** Try it **
This exercise asks for the records to be retyped exactly as they read.

Data records:
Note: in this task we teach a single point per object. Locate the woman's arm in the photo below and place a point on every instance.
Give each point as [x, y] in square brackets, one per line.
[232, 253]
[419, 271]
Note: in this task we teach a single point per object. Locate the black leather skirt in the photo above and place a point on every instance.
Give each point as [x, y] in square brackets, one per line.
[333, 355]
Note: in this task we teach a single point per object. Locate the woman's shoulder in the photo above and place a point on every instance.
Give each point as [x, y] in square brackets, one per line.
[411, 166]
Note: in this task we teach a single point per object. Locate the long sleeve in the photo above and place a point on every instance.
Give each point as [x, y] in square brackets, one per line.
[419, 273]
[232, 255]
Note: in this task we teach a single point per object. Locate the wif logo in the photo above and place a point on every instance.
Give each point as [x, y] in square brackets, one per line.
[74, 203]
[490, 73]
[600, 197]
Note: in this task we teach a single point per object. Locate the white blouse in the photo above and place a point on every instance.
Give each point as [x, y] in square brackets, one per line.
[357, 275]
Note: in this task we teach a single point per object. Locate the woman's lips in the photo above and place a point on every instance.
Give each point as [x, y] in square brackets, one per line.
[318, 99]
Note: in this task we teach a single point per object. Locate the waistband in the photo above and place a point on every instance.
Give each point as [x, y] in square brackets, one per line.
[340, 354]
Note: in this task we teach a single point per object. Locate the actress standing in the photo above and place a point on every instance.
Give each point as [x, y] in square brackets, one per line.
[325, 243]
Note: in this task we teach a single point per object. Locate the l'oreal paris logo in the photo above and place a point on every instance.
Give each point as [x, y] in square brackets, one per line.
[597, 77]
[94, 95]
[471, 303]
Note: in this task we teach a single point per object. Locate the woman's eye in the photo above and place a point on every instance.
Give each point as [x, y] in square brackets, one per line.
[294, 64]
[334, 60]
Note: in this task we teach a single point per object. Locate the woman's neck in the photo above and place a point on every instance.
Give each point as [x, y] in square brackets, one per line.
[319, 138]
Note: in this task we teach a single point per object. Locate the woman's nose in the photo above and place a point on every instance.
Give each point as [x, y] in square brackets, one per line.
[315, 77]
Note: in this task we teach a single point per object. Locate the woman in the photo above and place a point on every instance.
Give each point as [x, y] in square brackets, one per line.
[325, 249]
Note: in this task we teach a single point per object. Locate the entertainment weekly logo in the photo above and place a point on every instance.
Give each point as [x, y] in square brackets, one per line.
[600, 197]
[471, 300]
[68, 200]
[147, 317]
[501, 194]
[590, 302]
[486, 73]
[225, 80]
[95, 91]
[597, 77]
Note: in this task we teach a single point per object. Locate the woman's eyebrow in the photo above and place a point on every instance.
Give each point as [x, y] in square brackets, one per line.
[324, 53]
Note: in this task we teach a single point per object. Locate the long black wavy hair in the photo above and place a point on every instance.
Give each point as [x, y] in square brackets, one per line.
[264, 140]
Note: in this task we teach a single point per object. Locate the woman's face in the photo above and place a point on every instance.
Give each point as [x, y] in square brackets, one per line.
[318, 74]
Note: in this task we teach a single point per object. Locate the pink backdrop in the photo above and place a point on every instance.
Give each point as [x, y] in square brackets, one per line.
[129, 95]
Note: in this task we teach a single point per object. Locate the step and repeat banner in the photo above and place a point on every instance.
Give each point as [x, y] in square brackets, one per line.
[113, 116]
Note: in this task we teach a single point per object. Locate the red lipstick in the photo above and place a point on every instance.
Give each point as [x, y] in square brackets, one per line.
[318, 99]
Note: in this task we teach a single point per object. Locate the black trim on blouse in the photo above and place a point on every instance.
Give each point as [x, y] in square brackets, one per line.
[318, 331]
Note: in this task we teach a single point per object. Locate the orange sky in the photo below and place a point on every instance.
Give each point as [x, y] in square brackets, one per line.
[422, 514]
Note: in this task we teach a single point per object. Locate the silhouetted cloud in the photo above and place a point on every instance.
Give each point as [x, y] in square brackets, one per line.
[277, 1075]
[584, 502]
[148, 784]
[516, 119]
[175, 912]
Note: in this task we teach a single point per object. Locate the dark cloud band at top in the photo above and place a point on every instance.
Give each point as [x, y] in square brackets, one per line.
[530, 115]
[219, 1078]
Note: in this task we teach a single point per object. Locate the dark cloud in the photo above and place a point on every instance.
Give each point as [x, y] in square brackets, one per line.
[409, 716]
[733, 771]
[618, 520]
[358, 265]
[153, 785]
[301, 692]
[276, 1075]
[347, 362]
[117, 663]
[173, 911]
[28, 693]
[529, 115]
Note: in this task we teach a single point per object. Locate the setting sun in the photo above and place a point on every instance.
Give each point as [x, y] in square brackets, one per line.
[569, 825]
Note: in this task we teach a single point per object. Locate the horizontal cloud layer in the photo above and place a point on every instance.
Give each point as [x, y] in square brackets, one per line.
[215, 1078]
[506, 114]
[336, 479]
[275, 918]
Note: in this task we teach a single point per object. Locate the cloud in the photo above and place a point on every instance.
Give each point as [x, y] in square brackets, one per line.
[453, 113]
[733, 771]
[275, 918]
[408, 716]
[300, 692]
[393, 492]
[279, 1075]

** Output for this exercise **
Note: in this task we teach a single point per object. Locate the woman's arm in the photo below and place a point on every instance.
Give each point as [x, y] in square brackets, one per line.
[232, 253]
[419, 271]
Note: in this task we teach a single point per object. Locate the black leather skirt in the photo above and place a point on every instance.
Give each point as [x, y] in square brackets, one per line.
[333, 355]
Note: in this task we teach a single point per object. Locate the woman's shoulder in the photo above and place a point on every instance.
Give each point as [x, y] in square brackets, one per line.
[411, 166]
Note: in this task we teach a single point per object. Locate the long sleeve in the photo above and place a point on every instance.
Give each point as [x, y] in square brackets, one per line.
[419, 273]
[232, 255]
Note: in this task we teach a single point per object. Locate the wif logo in the photo above and place a point on every instance.
Give each point as [x, y] in square brackets, one per line.
[74, 203]
[490, 73]
[600, 197]
Note: in this task we teach a single point per object. Locate the white blouse in the photo above and place a point on every instance.
Give each point as [x, y] in square brackets, one per line.
[357, 275]
Note: in this task we teach a single point per object. Locate the woman's lips in the photo above and place a point on every instance.
Give each point as [x, y] in square brackets, one per line.
[318, 99]
Note: in this task we teach a single point per object. Locate the waistband in the photo above and place a point on every instance.
Give each point as [x, y] in square brackets, one per line.
[340, 354]
Note: in this task we teach a single point per object. Locate the actress standing in the photo above and place a point on every instance.
Give each point as [x, y] in square brackets, one per line.
[325, 243]
Note: in this task we teach a single point per object. Locate the l'oreal paris logo in the photo above and place a point on every instance.
Give each point as [x, y] in square brackets, one per line.
[597, 77]
[94, 95]
[471, 303]
Note: in this task we teach a single point per object. Locate the woman's eye in the photo above and place a point on every instance.
Give each point as [x, y] in square brackets, one per line.
[294, 64]
[334, 60]
Note: in this task we teach a single point per object. Locate the woman's neck in the photo above and place a point on every instance.
Give each point as [x, y] in square brackets, one per line.
[319, 138]
Note: in this task we teach a single point per object. Locate the woman's nose in the photo above and place a point on every instance.
Give each point as [x, y] in square brackets, one per line.
[315, 77]
Note: in this task we teach a single point per object. Locate the woman in the photo above and place a point on every instance.
Give each point as [x, y] in square brackets, one per line.
[325, 249]
Note: in this task we teach a single point per object. Locate the entertainment weekly logo in the photo above and place a point on every instance.
Give each point as [x, y] in square brackets, one per line.
[600, 197]
[471, 300]
[68, 200]
[147, 317]
[501, 194]
[590, 302]
[486, 73]
[225, 80]
[95, 91]
[597, 77]
Note: in this task we teach a single point per object. Locate the woman's eyebrow in the photo above and place a point on every instance.
Give each point as [x, y] in square brackets, one per line.
[324, 53]
Note: in this task we teach a single point per object. Locate the long black wavy hair in the photo above and place a point on every instance.
Give each point as [x, y] in square brackets, one per line.
[264, 140]
Note: in this task we teach a single point per object. Locate the woman's face in the photo above and place a point on every instance.
Give each point as [x, y] in square brackets, one per line.
[318, 74]
Note: in this task we teach a single point per object. Locate the pink backdrop in the photo above and place a point on every instance.
Give each point as [x, y] in square brackets, one per line.
[129, 95]
Note: in this task we teach a single point per object. Locate the step and repeat banner in the photo above and place a point on every instance.
Give each point as [x, y] in square brackets, one per line.
[113, 116]
Note: in this task we teach a single point per object. Locate the red lipstick in the photo above and place a point on every instance.
Give each point as [x, y] in square brackets, one per line.
[318, 99]
Note: in this task we teach a single point per object. Locate the black trim on blouse in the photo above and place a point on every instance.
Give each point as [x, y] in square brackets, one per line.
[318, 331]
Note: in this task we teach a single point per object. Locate the orange sky in the photo below and place a point on every instance.
Give each point as [x, y] in square brackets, one per line.
[422, 514]
Note: in this task we teach a single point per object. Locate the silhouetted cloud in the photo above and place a point on every instance.
Give each point as [x, y] in square brackets, one per line.
[277, 1075]
[584, 502]
[148, 784]
[516, 119]
[175, 912]
Note: in this task we teach a single point per object. Locate the dark cloud band at top in the photo above and place a point on every instance.
Give each point as [x, y] in square brackets, one per line.
[530, 115]
[219, 1078]
Note: in this task we teach a single point per object. Locate the dark cloud in the photo above and place a point on every instance.
Give each point as [x, y] in square brackets, one per line.
[409, 716]
[733, 771]
[618, 520]
[358, 265]
[153, 785]
[301, 692]
[276, 1075]
[347, 362]
[117, 663]
[173, 911]
[28, 693]
[529, 115]
Note: in this task we teach a single point per object. Locate the setting sun in the photo above and place a point on every instance.
Give each point as [x, y] in square brackets, one per line.
[569, 825]
Note: in this task we teach a single point per object. Locate the horizontal cloud layer in the photo above and place a point on every instance.
Give each point as [x, y] in square brackets, one per line.
[215, 1078]
[506, 114]
[336, 479]
[275, 918]
Note: in this task we teach a single point per object. Locate the cloud in the photo above and place a point on every instance.
Give each point as [x, y] in square brackets, one per line.
[453, 113]
[733, 771]
[275, 918]
[408, 716]
[300, 692]
[393, 492]
[279, 1075]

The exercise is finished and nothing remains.